**Task**
Your task is to transcribe all of the records exactly and leave out the pictures.

::: Source data :::

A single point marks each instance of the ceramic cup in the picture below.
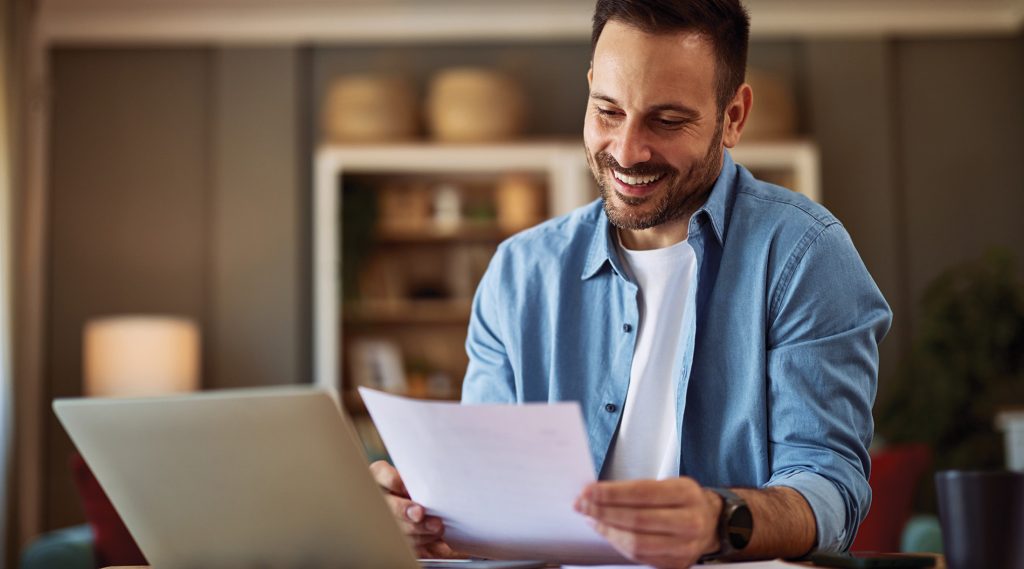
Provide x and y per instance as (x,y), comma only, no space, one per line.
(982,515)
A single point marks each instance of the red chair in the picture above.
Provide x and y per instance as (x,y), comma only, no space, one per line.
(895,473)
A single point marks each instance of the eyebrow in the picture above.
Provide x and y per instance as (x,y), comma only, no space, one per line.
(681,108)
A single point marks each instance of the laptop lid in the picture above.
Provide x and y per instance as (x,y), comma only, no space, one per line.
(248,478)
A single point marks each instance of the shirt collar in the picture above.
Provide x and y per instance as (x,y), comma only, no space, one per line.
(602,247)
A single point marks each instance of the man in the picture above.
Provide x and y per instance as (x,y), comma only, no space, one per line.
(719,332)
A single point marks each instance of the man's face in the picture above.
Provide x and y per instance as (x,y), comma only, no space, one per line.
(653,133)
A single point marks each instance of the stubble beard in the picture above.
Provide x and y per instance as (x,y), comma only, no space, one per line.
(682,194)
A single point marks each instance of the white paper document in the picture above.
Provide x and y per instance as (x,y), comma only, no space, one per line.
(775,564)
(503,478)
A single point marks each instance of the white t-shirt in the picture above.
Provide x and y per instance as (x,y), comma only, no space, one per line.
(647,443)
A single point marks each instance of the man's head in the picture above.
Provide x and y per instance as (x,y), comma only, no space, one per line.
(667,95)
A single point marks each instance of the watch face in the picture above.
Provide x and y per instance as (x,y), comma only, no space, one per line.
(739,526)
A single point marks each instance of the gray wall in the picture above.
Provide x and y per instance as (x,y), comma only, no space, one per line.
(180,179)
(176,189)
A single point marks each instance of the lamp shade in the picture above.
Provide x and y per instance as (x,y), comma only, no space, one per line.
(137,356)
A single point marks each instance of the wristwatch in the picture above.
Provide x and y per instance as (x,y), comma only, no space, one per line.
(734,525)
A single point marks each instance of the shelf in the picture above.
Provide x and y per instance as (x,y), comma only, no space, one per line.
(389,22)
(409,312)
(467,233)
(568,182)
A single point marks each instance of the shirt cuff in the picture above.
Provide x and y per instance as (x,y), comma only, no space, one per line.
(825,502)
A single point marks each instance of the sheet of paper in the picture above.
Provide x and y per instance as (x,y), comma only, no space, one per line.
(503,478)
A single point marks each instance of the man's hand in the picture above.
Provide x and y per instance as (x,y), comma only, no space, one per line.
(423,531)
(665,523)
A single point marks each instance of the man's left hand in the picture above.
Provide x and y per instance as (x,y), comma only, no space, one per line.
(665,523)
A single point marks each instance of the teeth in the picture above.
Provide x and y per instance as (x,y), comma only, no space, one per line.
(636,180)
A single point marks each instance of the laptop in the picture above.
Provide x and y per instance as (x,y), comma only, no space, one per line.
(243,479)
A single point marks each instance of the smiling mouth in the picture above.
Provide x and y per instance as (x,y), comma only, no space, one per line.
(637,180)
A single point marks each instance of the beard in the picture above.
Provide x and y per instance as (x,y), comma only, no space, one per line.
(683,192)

:::

**Expected output**
A single point marks each instance of the ceramic cup in the picture below.
Provide x and y per instance as (x,y), comma only, no space, one per line.
(982,515)
A single point marks each instance of the red chair in the picture above.
Provide x and y per instance as (x,y), comma only, no space, one per line.
(895,473)
A single point marks each instance of the eyebrow in the picture above.
Provide x and y per instance as (x,y), comma only, no space, one per line.
(681,108)
A single point marks each instance of the laptop lid in the picture above.
Provide x and y per instance as (x,y), comma only, no space, one per line.
(248,478)
A single point marks each instance of the shirt collar in the picture above.
Provide x and y per instance as (x,y), comma only, no space, one per line.
(602,247)
A single point marks each instance of the man in the picture above.
Provide x and y per instance as (x,y), comma only, no space, one per line.
(719,332)
A single point marks each instance of the man's face in the picture above.
Provide x and y per instance as (x,y), comma only, no space, one per line.
(653,133)
A single point marks each instance of the stubble beard in the picture above.
Provide x and y per instance as (x,y), comma only, no space, one per line.
(682,194)
A single point marks each instance of the white paper document in the picture above.
Provide x and y per instance as (x,y), comma only, no space, one per line.
(775,564)
(503,478)
A single point marks each instance of the white t-shirt in the picture above.
Provide x and y per instance as (x,y), comma only, no space, one per line.
(647,443)
A single point marks each instance of the man's head in the picture above.
Provide x and y per instance as (x,y), comma only, no space, one per line.
(667,95)
A single point marks each instance of the watch face in the picture above.
Provide x and y per instance as (x,y), comma only, no space, one per line.
(739,526)
A single point marks each instance of the gray wall in the picture above.
Provide x and y per instance as (x,y), comma only, no space, one per line.
(180,179)
(176,189)
A single point marks each instance of the lamp shade in the picture above.
Provide x and y per instance as (x,y), comma only, no space, one per line.
(137,356)
A single point marks each instance of the wristwatch in the picture above.
Provide x and y per instance as (x,y), comma only, no space, one per line.
(734,525)
A single point marks each instance of the shelf in the picture above.
Provide x and y per instance as (x,y), comma only, no space, one per line.
(389,22)
(409,312)
(467,233)
(568,182)
A single point marks each instance of the shirt cuff in the picture above.
Provide x and y per instance as (x,y), comma only, no space, one per line.
(825,502)
A single point marks each instance of the sheet of paper in the picture above.
Provide x and y per instance as (x,y), comma only, no space, one per line.
(503,478)
A single point marks each instance of the man's hand in the picture above.
Provide x and y per instance as (x,y), comma only, no space, one per line.
(423,531)
(665,523)
A single point marks each instance of the man's left hand in the picture above.
Provide x and y per instance as (x,y), comma only, no space, one per line.
(665,523)
A single point marks each instance of the teeth in the picture above.
Provide x and y per instance as (x,y), comma only, no space, one per line.
(636,180)
A single point marks each instance of the laptop in the picture above.
Provide x and y per instance as (x,y), comma only, no space, one per line.
(243,479)
A single point marks each instance of the smiling mouth in the picture above.
Provide x and y per instance as (x,y), comma only, no space, one per line.
(637,180)
A single point marks each instance of the beard in the picture above.
Provide x and y per instance as (x,y), comma only, no space, one per line.
(683,192)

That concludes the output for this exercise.